***** Data rows

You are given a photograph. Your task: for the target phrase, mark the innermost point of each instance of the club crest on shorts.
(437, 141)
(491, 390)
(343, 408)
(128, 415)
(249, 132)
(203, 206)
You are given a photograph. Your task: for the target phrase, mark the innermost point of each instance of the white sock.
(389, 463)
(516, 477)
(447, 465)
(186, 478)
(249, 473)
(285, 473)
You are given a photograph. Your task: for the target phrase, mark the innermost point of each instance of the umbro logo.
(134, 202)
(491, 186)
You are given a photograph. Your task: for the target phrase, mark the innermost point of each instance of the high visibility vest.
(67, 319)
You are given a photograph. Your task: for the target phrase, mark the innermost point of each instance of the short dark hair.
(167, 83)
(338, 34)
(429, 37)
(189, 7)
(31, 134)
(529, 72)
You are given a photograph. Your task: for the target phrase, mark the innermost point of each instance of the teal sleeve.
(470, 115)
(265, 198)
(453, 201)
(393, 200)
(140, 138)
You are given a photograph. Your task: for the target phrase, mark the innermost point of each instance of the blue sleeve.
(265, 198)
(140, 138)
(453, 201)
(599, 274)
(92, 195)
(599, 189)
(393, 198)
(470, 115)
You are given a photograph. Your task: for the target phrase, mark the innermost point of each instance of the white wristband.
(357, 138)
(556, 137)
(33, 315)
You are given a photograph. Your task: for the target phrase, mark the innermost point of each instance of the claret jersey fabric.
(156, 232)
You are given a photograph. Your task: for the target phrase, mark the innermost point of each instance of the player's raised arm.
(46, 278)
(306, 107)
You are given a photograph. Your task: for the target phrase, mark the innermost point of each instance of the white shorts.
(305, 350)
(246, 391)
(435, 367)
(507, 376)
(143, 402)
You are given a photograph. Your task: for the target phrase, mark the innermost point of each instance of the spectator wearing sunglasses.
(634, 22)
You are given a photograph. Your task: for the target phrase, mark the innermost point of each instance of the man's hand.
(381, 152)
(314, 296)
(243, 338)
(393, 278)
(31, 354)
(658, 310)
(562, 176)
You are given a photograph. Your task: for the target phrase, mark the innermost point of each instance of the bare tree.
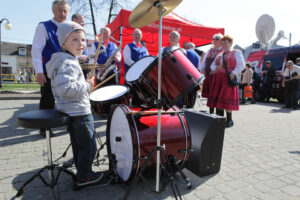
(98, 9)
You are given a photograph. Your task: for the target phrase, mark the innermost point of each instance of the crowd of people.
(59, 45)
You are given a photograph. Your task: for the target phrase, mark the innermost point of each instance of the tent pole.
(158, 149)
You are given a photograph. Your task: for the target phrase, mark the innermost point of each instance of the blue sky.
(236, 16)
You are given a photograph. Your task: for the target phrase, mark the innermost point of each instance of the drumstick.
(97, 54)
(104, 81)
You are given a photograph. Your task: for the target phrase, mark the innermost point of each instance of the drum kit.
(138, 125)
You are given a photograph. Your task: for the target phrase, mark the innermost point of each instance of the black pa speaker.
(207, 136)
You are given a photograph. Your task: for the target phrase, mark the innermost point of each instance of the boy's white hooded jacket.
(68, 84)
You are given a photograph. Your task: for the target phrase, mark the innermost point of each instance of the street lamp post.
(8, 26)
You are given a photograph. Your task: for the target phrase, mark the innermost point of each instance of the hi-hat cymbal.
(147, 11)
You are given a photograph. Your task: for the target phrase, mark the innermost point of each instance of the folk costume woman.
(223, 96)
(204, 66)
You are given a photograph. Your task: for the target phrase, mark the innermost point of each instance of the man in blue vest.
(134, 51)
(110, 50)
(45, 43)
(78, 18)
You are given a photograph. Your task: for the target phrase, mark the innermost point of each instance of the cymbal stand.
(51, 166)
(161, 10)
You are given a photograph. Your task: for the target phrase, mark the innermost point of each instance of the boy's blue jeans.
(83, 143)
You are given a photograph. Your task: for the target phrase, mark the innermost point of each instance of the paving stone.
(257, 161)
(291, 190)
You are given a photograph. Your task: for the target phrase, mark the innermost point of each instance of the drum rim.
(130, 121)
(106, 101)
(132, 82)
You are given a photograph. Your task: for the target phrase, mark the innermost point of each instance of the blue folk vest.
(52, 44)
(136, 53)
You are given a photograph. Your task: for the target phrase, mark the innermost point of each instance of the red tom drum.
(131, 137)
(179, 77)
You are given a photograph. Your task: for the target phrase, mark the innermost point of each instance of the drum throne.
(45, 119)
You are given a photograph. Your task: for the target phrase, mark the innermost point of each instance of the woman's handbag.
(235, 81)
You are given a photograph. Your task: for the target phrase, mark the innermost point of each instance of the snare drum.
(132, 137)
(103, 98)
(133, 79)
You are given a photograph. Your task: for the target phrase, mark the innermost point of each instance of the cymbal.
(147, 11)
(89, 66)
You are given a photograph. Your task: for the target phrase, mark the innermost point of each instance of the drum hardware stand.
(166, 166)
(178, 169)
(50, 167)
(110, 175)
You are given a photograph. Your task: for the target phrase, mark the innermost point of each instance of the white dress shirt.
(93, 50)
(127, 55)
(202, 64)
(38, 44)
(240, 62)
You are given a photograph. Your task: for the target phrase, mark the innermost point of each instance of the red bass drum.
(132, 137)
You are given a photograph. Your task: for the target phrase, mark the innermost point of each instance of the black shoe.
(92, 179)
(229, 124)
(68, 163)
(43, 133)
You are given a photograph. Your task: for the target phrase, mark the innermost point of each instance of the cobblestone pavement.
(260, 160)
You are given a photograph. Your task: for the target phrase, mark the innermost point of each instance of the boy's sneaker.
(94, 177)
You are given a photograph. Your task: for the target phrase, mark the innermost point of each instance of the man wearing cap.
(44, 44)
(110, 50)
(269, 75)
(134, 51)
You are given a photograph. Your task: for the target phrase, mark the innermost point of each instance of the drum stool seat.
(42, 119)
(45, 119)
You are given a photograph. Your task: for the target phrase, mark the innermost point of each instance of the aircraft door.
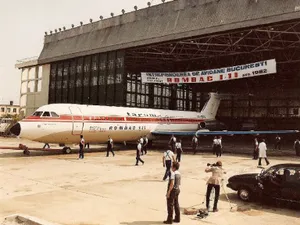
(77, 119)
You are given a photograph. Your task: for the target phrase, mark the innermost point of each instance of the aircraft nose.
(16, 129)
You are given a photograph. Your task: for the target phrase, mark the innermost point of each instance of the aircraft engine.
(211, 125)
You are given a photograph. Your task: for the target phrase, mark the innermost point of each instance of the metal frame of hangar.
(275, 96)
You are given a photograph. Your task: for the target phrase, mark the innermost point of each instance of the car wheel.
(244, 194)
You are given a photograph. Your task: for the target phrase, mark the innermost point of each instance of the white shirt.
(141, 140)
(195, 140)
(178, 145)
(139, 147)
(168, 155)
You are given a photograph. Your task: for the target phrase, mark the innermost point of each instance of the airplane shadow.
(142, 223)
(261, 206)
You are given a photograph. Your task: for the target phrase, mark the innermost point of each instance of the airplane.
(64, 123)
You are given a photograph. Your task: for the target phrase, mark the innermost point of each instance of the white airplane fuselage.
(64, 123)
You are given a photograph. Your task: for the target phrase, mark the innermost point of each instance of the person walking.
(262, 152)
(81, 147)
(172, 143)
(214, 145)
(218, 147)
(255, 149)
(194, 144)
(178, 150)
(214, 182)
(172, 195)
(297, 147)
(168, 158)
(145, 145)
(277, 142)
(110, 146)
(138, 153)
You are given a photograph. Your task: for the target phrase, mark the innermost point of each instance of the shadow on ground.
(259, 207)
(142, 223)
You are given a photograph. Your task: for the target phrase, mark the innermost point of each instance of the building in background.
(9, 109)
(101, 62)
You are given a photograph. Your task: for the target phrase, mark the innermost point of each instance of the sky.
(24, 22)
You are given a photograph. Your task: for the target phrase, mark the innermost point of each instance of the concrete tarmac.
(99, 190)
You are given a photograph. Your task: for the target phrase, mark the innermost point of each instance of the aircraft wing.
(178, 133)
(225, 132)
(251, 132)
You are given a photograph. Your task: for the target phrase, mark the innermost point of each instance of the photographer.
(214, 182)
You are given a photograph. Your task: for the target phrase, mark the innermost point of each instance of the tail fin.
(211, 107)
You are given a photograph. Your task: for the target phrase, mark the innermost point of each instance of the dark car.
(280, 182)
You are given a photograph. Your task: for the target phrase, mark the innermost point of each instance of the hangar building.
(101, 62)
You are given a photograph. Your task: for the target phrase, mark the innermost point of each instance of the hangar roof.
(165, 22)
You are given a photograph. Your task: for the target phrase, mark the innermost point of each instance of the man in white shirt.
(168, 158)
(81, 145)
(145, 145)
(138, 153)
(262, 152)
(110, 146)
(195, 144)
(172, 143)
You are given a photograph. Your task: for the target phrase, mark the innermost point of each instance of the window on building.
(31, 73)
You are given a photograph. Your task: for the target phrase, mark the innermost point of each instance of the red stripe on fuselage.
(111, 119)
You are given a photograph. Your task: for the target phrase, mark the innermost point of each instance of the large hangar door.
(77, 119)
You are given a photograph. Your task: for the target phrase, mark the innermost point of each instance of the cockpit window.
(37, 113)
(53, 114)
(46, 114)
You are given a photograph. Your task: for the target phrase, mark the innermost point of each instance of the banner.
(213, 75)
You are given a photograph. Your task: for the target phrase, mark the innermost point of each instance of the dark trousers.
(218, 151)
(173, 205)
(81, 153)
(168, 167)
(194, 148)
(110, 150)
(178, 156)
(267, 161)
(277, 145)
(138, 158)
(255, 153)
(217, 194)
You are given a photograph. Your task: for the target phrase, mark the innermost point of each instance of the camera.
(214, 164)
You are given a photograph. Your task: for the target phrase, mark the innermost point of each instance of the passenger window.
(53, 114)
(46, 114)
(37, 113)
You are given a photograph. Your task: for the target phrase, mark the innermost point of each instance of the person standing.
(110, 146)
(214, 182)
(262, 152)
(297, 147)
(81, 146)
(277, 142)
(255, 150)
(218, 147)
(214, 145)
(173, 192)
(138, 153)
(178, 150)
(145, 144)
(194, 144)
(172, 143)
(168, 158)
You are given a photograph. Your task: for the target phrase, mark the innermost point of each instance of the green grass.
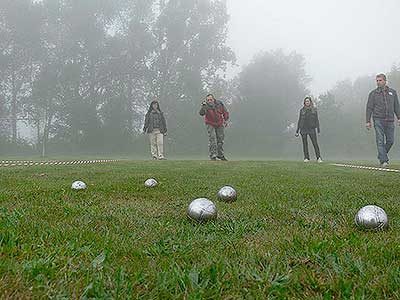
(289, 235)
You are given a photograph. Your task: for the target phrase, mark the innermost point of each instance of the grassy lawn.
(291, 233)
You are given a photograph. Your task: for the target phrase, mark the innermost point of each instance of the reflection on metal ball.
(150, 183)
(78, 185)
(371, 217)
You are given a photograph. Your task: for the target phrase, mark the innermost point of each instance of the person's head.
(210, 99)
(381, 80)
(154, 105)
(308, 102)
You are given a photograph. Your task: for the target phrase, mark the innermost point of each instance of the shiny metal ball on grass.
(150, 182)
(227, 194)
(78, 185)
(371, 217)
(202, 209)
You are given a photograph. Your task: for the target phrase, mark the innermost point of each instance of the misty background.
(76, 77)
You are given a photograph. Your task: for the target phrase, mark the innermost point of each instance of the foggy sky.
(339, 38)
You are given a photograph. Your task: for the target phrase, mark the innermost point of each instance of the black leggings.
(313, 137)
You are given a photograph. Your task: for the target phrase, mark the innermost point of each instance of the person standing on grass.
(382, 105)
(215, 118)
(156, 127)
(308, 125)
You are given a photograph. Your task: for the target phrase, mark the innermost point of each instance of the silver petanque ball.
(371, 217)
(227, 194)
(150, 182)
(78, 185)
(202, 209)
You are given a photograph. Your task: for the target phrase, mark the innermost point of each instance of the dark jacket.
(214, 115)
(308, 120)
(383, 104)
(148, 123)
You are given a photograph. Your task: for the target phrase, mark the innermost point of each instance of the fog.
(77, 77)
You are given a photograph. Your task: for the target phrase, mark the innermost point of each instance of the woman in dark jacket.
(156, 127)
(308, 125)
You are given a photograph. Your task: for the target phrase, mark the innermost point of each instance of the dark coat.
(383, 104)
(308, 120)
(214, 115)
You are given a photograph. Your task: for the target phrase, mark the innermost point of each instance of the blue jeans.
(384, 131)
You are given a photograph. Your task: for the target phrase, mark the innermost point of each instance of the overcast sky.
(339, 38)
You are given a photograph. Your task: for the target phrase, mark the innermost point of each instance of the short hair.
(381, 75)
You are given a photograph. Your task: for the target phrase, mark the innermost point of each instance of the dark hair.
(308, 98)
(381, 75)
(151, 106)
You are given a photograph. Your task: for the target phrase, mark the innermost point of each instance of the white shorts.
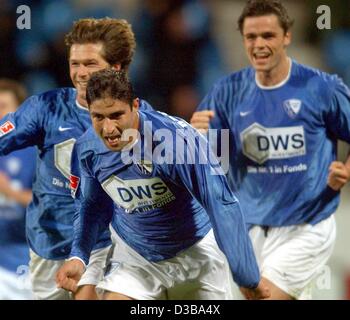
(15, 286)
(292, 257)
(200, 272)
(43, 274)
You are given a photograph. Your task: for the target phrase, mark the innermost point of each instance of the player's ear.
(117, 67)
(136, 104)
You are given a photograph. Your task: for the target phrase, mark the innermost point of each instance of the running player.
(284, 120)
(162, 205)
(53, 121)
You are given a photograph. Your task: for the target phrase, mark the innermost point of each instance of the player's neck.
(82, 103)
(275, 77)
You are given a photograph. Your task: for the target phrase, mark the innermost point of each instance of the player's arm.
(23, 197)
(337, 119)
(209, 186)
(22, 128)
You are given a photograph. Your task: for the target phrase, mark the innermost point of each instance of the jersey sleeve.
(209, 186)
(337, 116)
(214, 101)
(94, 210)
(22, 128)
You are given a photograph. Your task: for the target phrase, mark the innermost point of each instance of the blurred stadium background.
(180, 53)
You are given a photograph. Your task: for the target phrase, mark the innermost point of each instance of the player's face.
(8, 103)
(265, 42)
(85, 59)
(111, 117)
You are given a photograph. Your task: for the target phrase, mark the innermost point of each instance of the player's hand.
(200, 120)
(339, 175)
(262, 291)
(68, 276)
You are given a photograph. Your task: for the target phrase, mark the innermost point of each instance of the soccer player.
(284, 120)
(16, 176)
(161, 205)
(53, 121)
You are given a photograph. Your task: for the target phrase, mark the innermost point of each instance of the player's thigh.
(299, 254)
(131, 275)
(14, 286)
(205, 273)
(93, 274)
(115, 296)
(42, 274)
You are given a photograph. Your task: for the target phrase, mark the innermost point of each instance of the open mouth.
(113, 140)
(261, 57)
(82, 84)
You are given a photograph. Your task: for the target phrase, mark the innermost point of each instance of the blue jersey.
(157, 202)
(282, 141)
(19, 167)
(52, 121)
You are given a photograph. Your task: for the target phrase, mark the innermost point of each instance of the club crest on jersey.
(145, 167)
(292, 107)
(74, 183)
(6, 128)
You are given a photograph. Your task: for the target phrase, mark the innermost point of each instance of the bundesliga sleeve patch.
(6, 128)
(74, 183)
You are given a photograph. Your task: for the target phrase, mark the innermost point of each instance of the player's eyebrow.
(84, 61)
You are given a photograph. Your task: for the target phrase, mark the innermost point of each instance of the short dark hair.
(109, 83)
(116, 36)
(15, 87)
(258, 8)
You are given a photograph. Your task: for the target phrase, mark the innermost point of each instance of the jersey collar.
(278, 85)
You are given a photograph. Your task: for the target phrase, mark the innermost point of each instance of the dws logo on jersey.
(260, 144)
(292, 107)
(140, 194)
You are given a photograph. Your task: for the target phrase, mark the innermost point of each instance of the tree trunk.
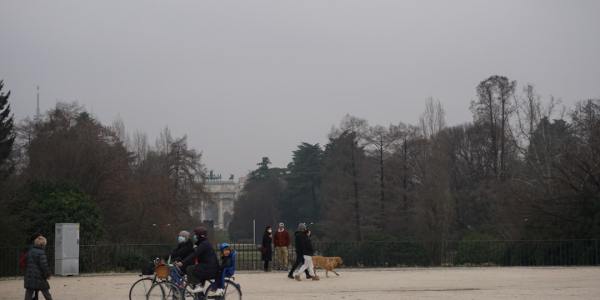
(356, 203)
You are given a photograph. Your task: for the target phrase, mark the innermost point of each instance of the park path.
(354, 284)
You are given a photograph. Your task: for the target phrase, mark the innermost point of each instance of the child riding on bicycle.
(202, 264)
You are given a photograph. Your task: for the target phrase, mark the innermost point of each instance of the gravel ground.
(380, 284)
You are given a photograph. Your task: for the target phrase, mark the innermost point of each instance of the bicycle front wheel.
(233, 291)
(140, 289)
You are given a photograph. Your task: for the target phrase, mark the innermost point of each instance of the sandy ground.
(380, 284)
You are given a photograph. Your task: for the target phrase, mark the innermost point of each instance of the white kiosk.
(66, 249)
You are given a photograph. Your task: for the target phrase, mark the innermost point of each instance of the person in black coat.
(267, 247)
(185, 247)
(37, 272)
(306, 248)
(299, 251)
(202, 264)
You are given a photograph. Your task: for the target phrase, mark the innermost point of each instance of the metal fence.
(131, 257)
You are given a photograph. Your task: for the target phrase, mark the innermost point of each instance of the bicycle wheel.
(165, 291)
(140, 289)
(188, 295)
(233, 291)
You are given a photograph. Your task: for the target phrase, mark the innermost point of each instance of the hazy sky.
(246, 79)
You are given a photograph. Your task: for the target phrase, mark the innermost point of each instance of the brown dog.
(327, 263)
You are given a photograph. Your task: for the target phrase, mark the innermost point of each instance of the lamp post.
(254, 231)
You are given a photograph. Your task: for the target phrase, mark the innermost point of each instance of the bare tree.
(433, 119)
(382, 139)
(493, 108)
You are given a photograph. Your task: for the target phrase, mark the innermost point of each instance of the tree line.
(525, 167)
(66, 166)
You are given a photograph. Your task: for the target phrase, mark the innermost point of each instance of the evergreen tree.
(7, 133)
(301, 200)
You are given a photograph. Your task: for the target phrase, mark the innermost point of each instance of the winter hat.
(302, 227)
(40, 241)
(200, 231)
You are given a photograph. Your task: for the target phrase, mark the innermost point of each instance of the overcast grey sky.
(246, 79)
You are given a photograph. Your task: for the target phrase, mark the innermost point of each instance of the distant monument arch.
(218, 204)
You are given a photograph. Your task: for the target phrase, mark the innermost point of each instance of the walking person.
(37, 272)
(307, 253)
(282, 242)
(299, 256)
(267, 248)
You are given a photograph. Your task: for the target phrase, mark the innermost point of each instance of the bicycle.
(140, 289)
(232, 291)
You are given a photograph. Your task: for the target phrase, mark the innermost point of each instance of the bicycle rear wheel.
(139, 289)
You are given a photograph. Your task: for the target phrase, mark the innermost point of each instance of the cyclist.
(226, 269)
(202, 264)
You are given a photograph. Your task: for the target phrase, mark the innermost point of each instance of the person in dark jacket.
(267, 247)
(299, 256)
(226, 269)
(281, 241)
(202, 264)
(185, 247)
(37, 272)
(307, 251)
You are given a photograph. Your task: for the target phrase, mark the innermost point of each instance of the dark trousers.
(299, 261)
(29, 294)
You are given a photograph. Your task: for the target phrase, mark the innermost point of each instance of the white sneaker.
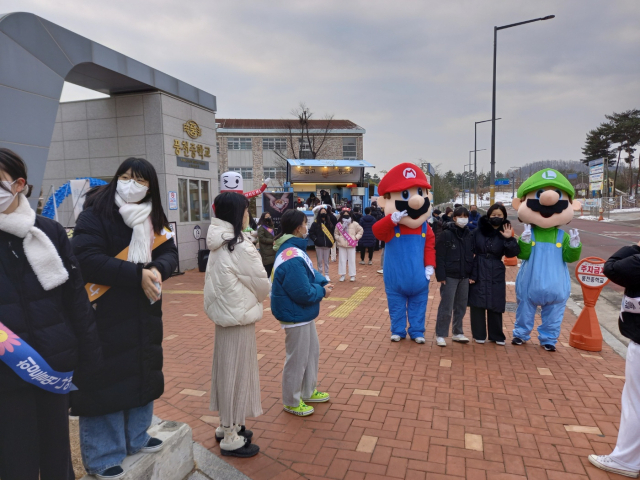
(606, 463)
(460, 339)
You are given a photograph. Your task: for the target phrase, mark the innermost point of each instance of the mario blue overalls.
(405, 283)
(543, 281)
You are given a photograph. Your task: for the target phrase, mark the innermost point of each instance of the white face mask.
(6, 197)
(131, 191)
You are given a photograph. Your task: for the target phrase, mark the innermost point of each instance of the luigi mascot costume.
(410, 257)
(544, 203)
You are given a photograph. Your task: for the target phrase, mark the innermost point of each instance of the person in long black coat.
(492, 240)
(368, 240)
(117, 407)
(43, 304)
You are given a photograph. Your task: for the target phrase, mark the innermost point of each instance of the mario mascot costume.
(410, 256)
(544, 203)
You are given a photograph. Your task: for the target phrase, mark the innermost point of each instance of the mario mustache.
(402, 205)
(547, 211)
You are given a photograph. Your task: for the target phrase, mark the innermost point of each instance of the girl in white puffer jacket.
(236, 284)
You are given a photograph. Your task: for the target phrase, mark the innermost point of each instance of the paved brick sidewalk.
(402, 410)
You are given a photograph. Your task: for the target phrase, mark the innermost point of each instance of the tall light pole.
(475, 162)
(475, 173)
(493, 106)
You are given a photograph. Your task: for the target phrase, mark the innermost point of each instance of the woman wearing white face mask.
(347, 234)
(454, 263)
(45, 320)
(117, 408)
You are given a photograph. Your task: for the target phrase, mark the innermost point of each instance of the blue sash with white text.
(30, 366)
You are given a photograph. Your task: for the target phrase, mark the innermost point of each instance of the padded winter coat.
(489, 246)
(355, 231)
(59, 324)
(130, 328)
(454, 252)
(236, 283)
(623, 268)
(297, 291)
(368, 238)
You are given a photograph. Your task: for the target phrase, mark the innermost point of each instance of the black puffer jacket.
(130, 327)
(317, 235)
(623, 268)
(489, 246)
(454, 253)
(58, 324)
(368, 238)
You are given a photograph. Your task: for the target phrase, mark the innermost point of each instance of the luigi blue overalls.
(543, 280)
(405, 283)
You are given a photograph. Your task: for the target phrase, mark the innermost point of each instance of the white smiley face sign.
(231, 182)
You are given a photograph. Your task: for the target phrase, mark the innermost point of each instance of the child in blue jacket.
(296, 292)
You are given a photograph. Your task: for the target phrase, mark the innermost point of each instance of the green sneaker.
(318, 397)
(301, 410)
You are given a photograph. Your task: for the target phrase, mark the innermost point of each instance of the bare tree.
(306, 136)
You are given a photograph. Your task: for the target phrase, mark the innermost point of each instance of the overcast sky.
(415, 74)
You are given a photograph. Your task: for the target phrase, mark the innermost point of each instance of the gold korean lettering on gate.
(192, 129)
(190, 149)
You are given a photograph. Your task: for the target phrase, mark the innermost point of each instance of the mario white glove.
(397, 216)
(428, 271)
(574, 238)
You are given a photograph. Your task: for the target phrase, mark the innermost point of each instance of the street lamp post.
(475, 171)
(493, 103)
(475, 160)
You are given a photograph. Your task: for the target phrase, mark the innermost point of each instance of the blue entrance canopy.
(303, 162)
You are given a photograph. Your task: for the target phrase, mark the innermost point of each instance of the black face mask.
(547, 211)
(402, 205)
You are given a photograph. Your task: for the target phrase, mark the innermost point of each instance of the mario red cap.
(402, 177)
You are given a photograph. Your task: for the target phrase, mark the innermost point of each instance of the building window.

**********

## What the exercise asks
Every line from the one containing "lettering on gate." through the last line of the entries must be written out verbatim, and no other line.

## Result for this exercise
You are given a photograph. Your task: for the target phrase, mark the innermost point of each instance of the gold korean lettering on gate.
(192, 129)
(190, 149)
You are given a photograph. Your task: for the target phrase, mark the innermost point of each instance of the mario white glove.
(397, 216)
(428, 271)
(574, 238)
You are given a photograph. Your task: for the target phrase, mark the innermost point of each instance of the street lamp post.
(475, 171)
(493, 103)
(475, 160)
You are given a photograph. Your task: for the target phrase, mark the innermost point of each instance of the blue entrance canopy.
(303, 162)
You are given a photograph. Your task: for the target phrase, mark the innermost point of each instance of the black face mask.
(547, 211)
(402, 205)
You are given a photograph. Your task: for the target phrase, mark the innermost point of each instance of the mario red cap.
(402, 177)
You are given a photograph. Your task: for the target phrase, mark the innermost point of each instance of the building window.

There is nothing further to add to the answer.